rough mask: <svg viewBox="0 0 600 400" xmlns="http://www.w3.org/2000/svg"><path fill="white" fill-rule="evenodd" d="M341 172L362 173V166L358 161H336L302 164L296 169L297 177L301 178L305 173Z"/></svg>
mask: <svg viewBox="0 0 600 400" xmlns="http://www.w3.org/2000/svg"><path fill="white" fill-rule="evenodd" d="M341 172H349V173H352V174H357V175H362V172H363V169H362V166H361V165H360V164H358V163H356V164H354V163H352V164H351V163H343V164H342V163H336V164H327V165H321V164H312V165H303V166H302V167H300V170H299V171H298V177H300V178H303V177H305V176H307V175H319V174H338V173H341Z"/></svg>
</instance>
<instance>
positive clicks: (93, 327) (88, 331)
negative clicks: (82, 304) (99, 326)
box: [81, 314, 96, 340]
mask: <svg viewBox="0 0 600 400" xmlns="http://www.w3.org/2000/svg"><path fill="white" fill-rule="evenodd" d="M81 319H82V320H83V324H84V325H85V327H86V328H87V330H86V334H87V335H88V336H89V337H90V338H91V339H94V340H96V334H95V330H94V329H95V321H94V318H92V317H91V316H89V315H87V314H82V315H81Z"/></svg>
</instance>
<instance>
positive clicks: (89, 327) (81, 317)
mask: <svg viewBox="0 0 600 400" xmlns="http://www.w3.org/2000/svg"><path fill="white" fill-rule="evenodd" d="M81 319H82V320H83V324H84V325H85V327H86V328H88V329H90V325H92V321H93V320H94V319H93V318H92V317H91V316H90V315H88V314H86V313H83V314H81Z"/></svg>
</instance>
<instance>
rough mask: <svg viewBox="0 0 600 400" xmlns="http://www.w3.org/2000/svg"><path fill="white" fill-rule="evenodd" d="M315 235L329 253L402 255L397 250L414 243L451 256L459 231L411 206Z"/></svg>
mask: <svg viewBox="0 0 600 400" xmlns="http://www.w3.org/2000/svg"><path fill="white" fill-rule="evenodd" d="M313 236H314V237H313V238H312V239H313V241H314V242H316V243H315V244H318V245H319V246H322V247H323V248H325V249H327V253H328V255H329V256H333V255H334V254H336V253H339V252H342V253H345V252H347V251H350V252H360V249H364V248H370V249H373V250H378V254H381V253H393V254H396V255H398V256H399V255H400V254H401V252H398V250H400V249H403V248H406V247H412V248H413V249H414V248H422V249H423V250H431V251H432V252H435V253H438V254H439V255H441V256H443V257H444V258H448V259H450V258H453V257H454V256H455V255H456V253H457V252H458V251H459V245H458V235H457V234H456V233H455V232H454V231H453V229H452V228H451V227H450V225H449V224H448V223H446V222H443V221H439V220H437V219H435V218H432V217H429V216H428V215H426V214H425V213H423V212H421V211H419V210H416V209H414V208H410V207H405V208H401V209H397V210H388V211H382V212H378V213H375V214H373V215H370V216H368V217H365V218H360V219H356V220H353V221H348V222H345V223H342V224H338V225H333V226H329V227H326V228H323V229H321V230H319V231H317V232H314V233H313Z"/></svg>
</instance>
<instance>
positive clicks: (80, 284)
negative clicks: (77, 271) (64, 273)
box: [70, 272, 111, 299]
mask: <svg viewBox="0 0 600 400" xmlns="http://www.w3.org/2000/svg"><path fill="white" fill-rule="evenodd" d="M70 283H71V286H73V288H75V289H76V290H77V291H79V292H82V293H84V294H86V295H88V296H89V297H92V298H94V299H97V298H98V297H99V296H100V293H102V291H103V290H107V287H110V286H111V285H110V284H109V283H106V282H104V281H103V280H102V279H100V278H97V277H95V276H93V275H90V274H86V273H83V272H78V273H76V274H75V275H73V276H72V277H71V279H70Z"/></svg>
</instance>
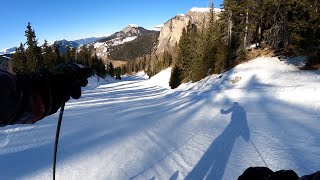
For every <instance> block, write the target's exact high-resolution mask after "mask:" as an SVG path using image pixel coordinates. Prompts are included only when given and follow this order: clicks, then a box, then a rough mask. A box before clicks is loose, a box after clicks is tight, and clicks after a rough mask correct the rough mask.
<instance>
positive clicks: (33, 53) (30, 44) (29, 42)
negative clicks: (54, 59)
mask: <svg viewBox="0 0 320 180" xmlns="http://www.w3.org/2000/svg"><path fill="white" fill-rule="evenodd" d="M25 36H26V37H27V49H26V58H27V64H26V65H27V69H28V71H29V72H34V71H36V70H37V69H39V68H42V67H43V64H42V62H41V59H42V57H41V48H40V47H38V42H37V39H36V35H35V32H34V30H33V29H32V27H31V24H30V22H29V23H28V26H27V30H26V31H25Z"/></svg>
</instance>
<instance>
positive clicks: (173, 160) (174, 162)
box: [0, 58, 320, 180]
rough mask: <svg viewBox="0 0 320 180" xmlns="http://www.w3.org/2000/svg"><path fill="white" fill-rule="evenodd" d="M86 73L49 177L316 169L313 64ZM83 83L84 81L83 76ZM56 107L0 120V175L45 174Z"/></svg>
mask: <svg viewBox="0 0 320 180" xmlns="http://www.w3.org/2000/svg"><path fill="white" fill-rule="evenodd" d="M169 78H170V69H167V70H164V71H162V72H161V73H159V74H158V75H156V76H154V77H152V78H151V79H148V77H147V75H145V74H144V73H143V72H140V73H138V74H137V75H135V76H124V77H123V78H122V80H121V81H100V82H99V83H98V82H96V81H95V79H91V80H90V85H89V88H87V89H85V90H84V92H83V96H82V98H81V99H80V100H71V101H69V102H68V103H67V104H66V109H65V115H64V119H63V122H62V128H61V133H60V144H59V150H58V161H57V174H56V175H57V179H226V180H230V179H236V178H237V177H238V176H239V175H241V174H242V173H243V171H244V170H245V169H246V168H248V167H250V166H268V167H269V168H271V169H272V170H274V171H276V170H280V169H293V170H294V171H296V172H297V173H298V175H300V176H302V175H304V174H310V173H313V172H315V171H318V170H319V159H320V153H319V152H320V144H319V142H320V123H319V121H320V113H319V112H320V96H319V94H320V83H319V82H320V71H301V70H298V68H297V67H296V66H295V65H293V63H292V62H291V61H290V60H287V61H279V59H278V58H258V59H255V60H252V61H250V62H247V63H244V64H241V65H239V66H237V67H235V68H233V69H231V70H229V71H228V72H225V73H223V74H221V75H212V76H210V77H207V78H205V79H203V80H201V81H200V82H197V83H186V84H182V85H181V86H180V87H179V88H177V89H175V90H171V89H169V88H168V87H169V86H168V81H169ZM92 84H93V85H92ZM57 117H58V113H56V114H54V115H52V116H49V117H47V118H45V119H44V120H42V121H40V122H37V123H36V124H34V125H15V126H7V127H2V128H1V129H0V159H1V160H0V176H1V179H51V177H52V169H51V168H52V159H53V157H52V155H53V144H54V137H55V129H56V122H57Z"/></svg>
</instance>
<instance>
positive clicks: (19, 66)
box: [13, 43, 28, 74]
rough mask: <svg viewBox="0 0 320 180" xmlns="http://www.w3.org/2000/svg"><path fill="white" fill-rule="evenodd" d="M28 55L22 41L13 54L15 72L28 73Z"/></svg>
mask: <svg viewBox="0 0 320 180" xmlns="http://www.w3.org/2000/svg"><path fill="white" fill-rule="evenodd" d="M26 64H27V57H26V52H25V48H24V46H23V44H22V43H20V46H19V47H18V48H16V52H15V53H14V55H13V70H14V71H15V72H19V73H24V74H25V73H27V72H28V70H27V68H26V67H27V66H26Z"/></svg>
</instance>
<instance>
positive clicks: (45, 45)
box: [42, 40, 55, 69]
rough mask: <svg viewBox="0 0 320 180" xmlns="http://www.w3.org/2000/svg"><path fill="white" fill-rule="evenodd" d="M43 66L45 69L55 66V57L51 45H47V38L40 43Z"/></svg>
mask: <svg viewBox="0 0 320 180" xmlns="http://www.w3.org/2000/svg"><path fill="white" fill-rule="evenodd" d="M42 56H43V66H44V68H45V69H52V68H53V67H54V66H55V64H54V63H55V62H54V61H55V57H54V53H53V50H52V48H51V46H49V45H48V42H47V40H45V41H44V44H43V45H42Z"/></svg>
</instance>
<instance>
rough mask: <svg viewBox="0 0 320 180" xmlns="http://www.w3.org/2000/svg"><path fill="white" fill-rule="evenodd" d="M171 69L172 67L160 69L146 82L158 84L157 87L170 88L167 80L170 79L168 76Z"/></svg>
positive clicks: (170, 76)
mask: <svg viewBox="0 0 320 180" xmlns="http://www.w3.org/2000/svg"><path fill="white" fill-rule="evenodd" d="M171 69H172V68H171V67H170V68H167V69H165V70H162V71H161V72H159V73H158V74H156V75H154V76H152V77H151V78H150V79H149V80H148V84H151V85H155V86H159V87H162V88H166V89H170V86H169V81H170V77H171Z"/></svg>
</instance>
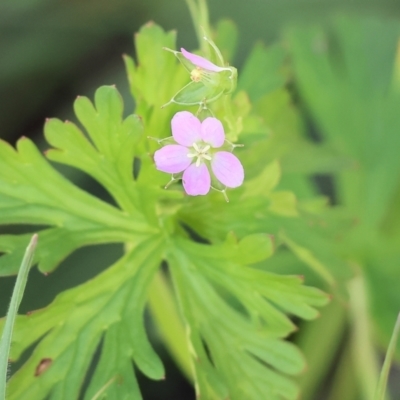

To-do item: Please print, character for character, the lines above, starting with the line that contains "55L22 41L13 54L15" and going on through the line that contains "box: [42, 40, 55, 69]", both included.

Task response:
rough mask: <svg viewBox="0 0 320 180" xmlns="http://www.w3.org/2000/svg"><path fill="white" fill-rule="evenodd" d="M28 55L22 41L13 54L15 72L28 73Z"/></svg>
mask: <svg viewBox="0 0 320 180" xmlns="http://www.w3.org/2000/svg"><path fill="white" fill-rule="evenodd" d="M26 64H27V57H26V52H25V48H24V46H23V44H22V43H20V46H19V47H18V48H16V52H15V53H14V55H13V70H14V71H15V72H19V73H24V74H25V73H27V72H28V70H27V68H26V67H27V66H26Z"/></svg>
</instance>
<instance>
positive clicks: (45, 45)
box: [42, 40, 55, 69]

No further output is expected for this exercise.